Start of Data for this task
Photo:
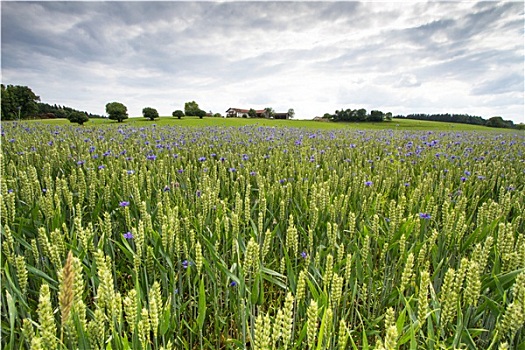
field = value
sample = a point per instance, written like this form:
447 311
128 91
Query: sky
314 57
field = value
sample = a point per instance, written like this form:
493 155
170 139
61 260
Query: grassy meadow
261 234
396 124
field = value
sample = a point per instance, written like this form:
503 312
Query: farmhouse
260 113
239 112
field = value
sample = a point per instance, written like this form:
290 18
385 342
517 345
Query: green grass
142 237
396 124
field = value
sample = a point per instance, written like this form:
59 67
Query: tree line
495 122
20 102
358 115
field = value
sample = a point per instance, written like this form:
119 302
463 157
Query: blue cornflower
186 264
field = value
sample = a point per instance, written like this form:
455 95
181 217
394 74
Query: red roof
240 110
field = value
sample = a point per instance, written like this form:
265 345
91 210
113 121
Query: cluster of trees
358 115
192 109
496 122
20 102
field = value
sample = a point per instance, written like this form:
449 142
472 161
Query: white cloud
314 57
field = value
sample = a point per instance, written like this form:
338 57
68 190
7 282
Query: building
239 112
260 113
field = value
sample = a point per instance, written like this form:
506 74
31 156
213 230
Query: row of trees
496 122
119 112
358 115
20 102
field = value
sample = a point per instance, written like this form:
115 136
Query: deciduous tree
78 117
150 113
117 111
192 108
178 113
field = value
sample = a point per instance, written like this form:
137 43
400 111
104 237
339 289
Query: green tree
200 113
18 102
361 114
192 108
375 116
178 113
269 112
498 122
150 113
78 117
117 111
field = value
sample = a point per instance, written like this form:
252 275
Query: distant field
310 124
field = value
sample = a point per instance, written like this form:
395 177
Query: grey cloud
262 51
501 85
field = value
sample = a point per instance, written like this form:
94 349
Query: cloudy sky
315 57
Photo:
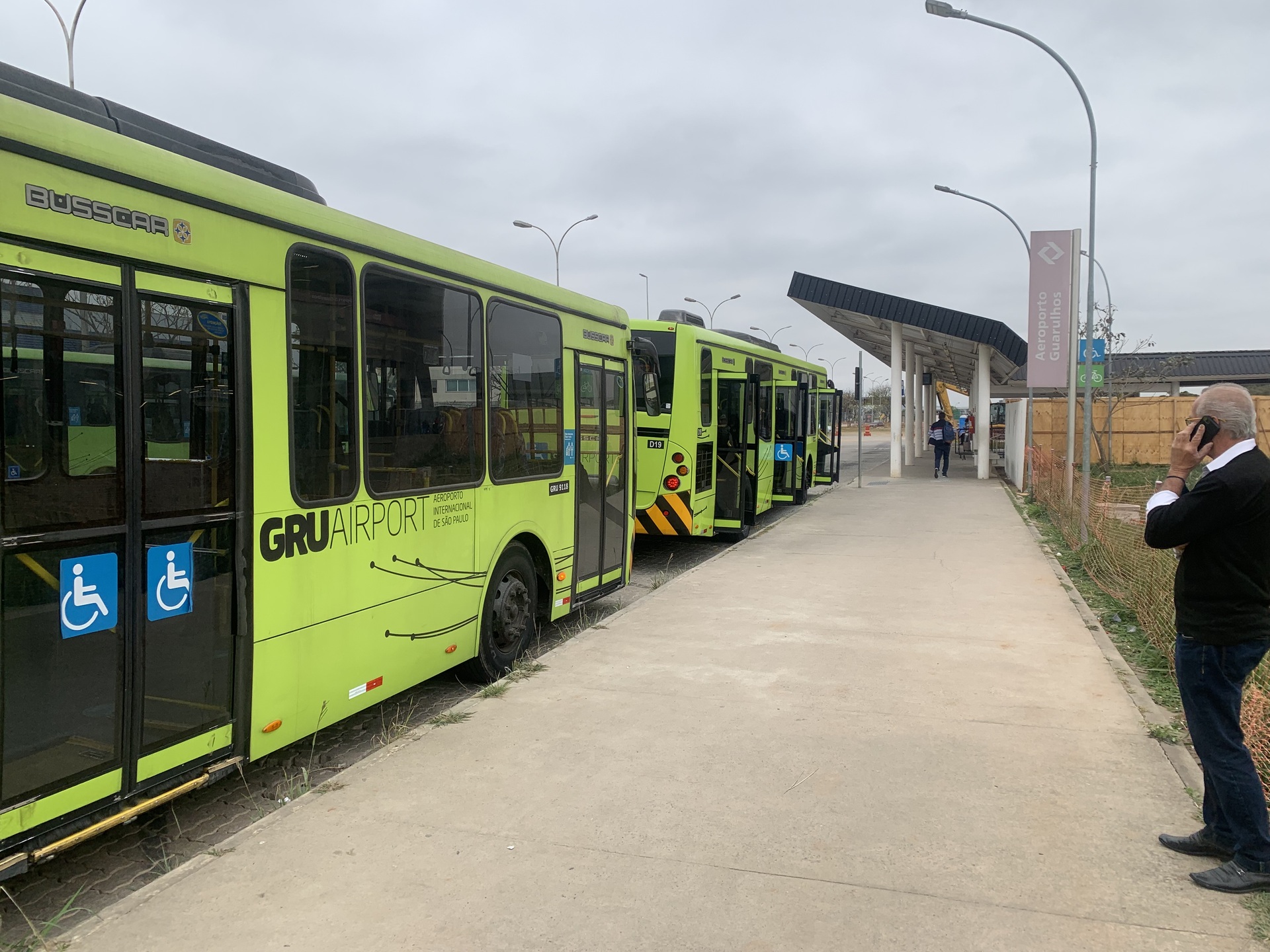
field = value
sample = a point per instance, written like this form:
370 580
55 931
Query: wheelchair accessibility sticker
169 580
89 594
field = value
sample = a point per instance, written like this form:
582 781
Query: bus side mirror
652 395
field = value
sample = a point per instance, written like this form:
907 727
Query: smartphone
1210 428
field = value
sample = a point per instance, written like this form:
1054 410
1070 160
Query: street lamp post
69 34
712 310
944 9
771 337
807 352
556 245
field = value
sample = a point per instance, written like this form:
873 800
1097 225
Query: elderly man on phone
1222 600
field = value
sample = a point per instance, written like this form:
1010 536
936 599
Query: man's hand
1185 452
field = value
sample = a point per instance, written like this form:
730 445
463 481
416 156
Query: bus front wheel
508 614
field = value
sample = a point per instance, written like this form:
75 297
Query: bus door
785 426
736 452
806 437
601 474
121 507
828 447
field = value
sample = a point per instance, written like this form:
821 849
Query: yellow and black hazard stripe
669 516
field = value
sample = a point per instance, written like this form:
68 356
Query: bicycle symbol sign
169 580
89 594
End of Data for this task
Task instructions
A word-for-word copy of the material is required; pictures stay out of it.

Response for this exercise
Photo:
field = value
sample = a point per instance, written like this form:
447 311
128 91
Query: sky
314 57
field = value
sample = a point per instance, written like this form:
493 155
170 139
61 260
Query: grassy meadow
261 234
396 124
field = value
sample = a point per instance, written like this form:
503 312
Query: farmhouse
260 113
239 112
field = value
sample = a point per instance, written like this form:
290 18
385 342
517 345
Query: green grass
142 237
396 124
field = value
sample = a point per instance, written like this form:
59 67
Query: tree line
495 122
20 102
358 115
field = value
sample = a point per instance, written like this form:
119 302
463 157
Query: blue cornflower
186 264
field = value
sample = a point per instance, written like this form:
455 95
181 217
394 74
Query: red roof
240 110
field = value
sample = a point per instance, written like this form:
265 345
91 210
113 121
Query: cluster of trees
358 115
192 109
496 122
20 102
field = value
sample = a point per instance, written like this form:
449 142
472 161
Query: white cloud
314 57
field = value
sample = a point per instance, written like this form:
338 57
68 190
7 282
Query: building
239 112
260 113
field = value
sample = a point per instance, written like this form:
506 74
31 156
213 230
Query: row of trees
496 122
119 112
358 115
20 102
field = value
sample = a point per instance, written like this form:
115 136
Query: deciduous tree
78 117
150 113
117 111
192 108
178 113
field = value
sample = a point per instance, written like this form:
137 43
400 111
104 237
339 289
Query: green tree
200 113
18 102
361 114
192 108
375 116
178 113
269 112
498 122
150 113
78 117
117 111
field = value
sample = a point per instance, written like this form:
252 275
Query: distant field
310 124
field = value
sample = a point per instance, written like this form:
395 177
Query: grey cloud
262 51
501 85
field = value
sample = a point per instance, written like this form:
94 349
Query: cloudy sky
315 57
Photo:
field = value
sample = a point per instance, written like this form:
370 580
55 931
Query: wheelchair accessibility sticker
169 580
89 594
field = value
sample = a point per instance, written like this form:
582 781
Query: bus side mirror
652 395
field = value
sample = a point per instance, written like this form:
907 727
Query: smartphone
1210 428
field = value
sample = a point per instance, written like this form:
1054 410
1070 160
Query: street lamp post
69 34
712 310
944 9
771 337
807 352
556 245
field = value
sample = a point per instance, written like this form:
873 800
1097 225
Query: elderly man on phone
1222 600
field = value
sample = a point per instance, written like this form:
1010 536
936 599
Query: man's hand
1185 452
field = value
sample = a point per instance, written like this form:
730 445
463 481
416 156
Query: bus front wheel
508 614
field = value
sample = a point per instance, written like this form:
75 297
Query: bus door
785 426
736 452
806 437
601 474
121 507
828 447
field = value
sample = a point per instance, written like this form:
821 849
Query: yellow and black hazard stripe
669 516
field = value
sample = a point per instance, written like this form:
68 356
Query: bicycle symbol sign
169 580
89 594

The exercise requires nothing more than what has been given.